JSON: Overview
Javascript Object Notation (JSON) is a lightweight, text-based data transfer format well-suited for the exchange of data.
Qlik Catalog supports the ingest of JSON formatted data [including flat files and kafka queues] and conversion of that data into queryable tables.
JSON works by encoding Javascript variables (objects) and passing them using special notation–hence the name JavaScript Object Notation. JavaScript notation enables objects to be defined using key:value syntax; the object in this context is a record. Note that while JSON supports ordered sequences of values called arrays where fields are determined by an index, arrays are not supported by Qlik Catalog at this time.
In Qlik Catalog, processing of JSON Files is driven by a Hierarchical Extraction and Normalization (.hen) file—the file is created manually by hand in the text editor of choice. The HEN file works similarly to a copybook for mainframe or XSD for XML; it is a specification file uploaded with the data. The HEN file describes and validates the data upon ingest into Qlik Catalog.

◆ Problems ◆
1. From the JSON overview, copy out the passage starting with "In Qlik Catalog, processing" and going on through "into Qlik Catalog.".
2. Condense the paragraph of the JSON overview that begins "In Qlik Catalog, processing of JSON Files" into a short bulleted list that keeps its main facts.

◆ Collected material ◆
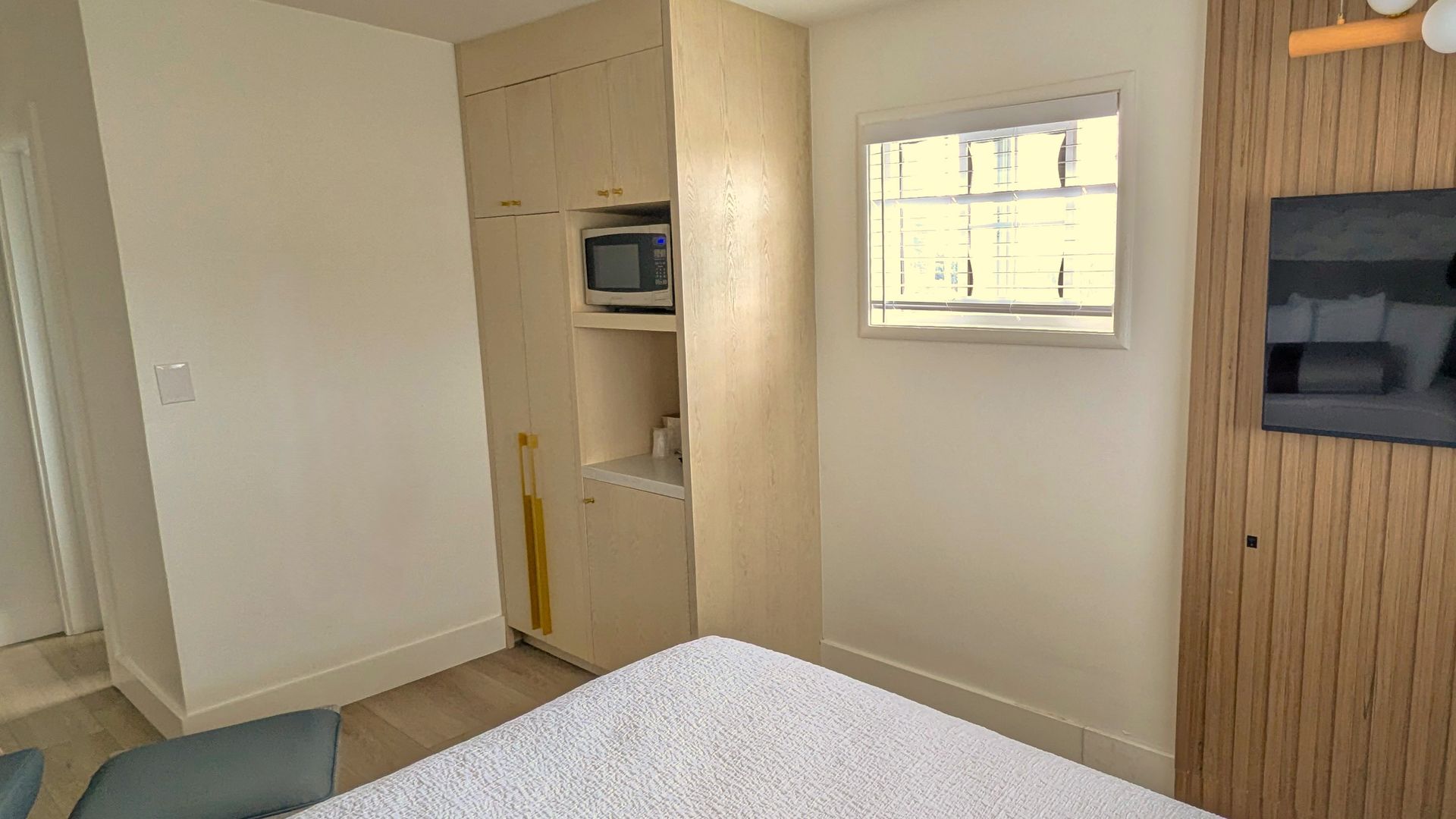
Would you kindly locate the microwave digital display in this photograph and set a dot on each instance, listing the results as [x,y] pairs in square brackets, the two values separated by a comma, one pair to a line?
[628,267]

◆ Outputs by task ◆
1.
In Qlik Catalog, processing of JSON Files is driven by a Hierarchical Extraction and Normalization (.hen) file—the file is created manually by hand in the text editor of choice. The HEN file works similarly to a copybook for mainframe or XSD for XML; it is a specification file uploaded with the data. The HEN file describes and validates the data upon ingest into Qlik Catalog.

2.
- Qlik Catalog processes JSON files according to a Hierarchical Extraction and Normalization (.hen) file.
- The HEN file is made by hand in any text editor.
- It is a specification file uploaded with the data and works much like a copybook for mainframe or an XSD for XML.
- It describes and validates the data when it is ingested into Qlik Catalog.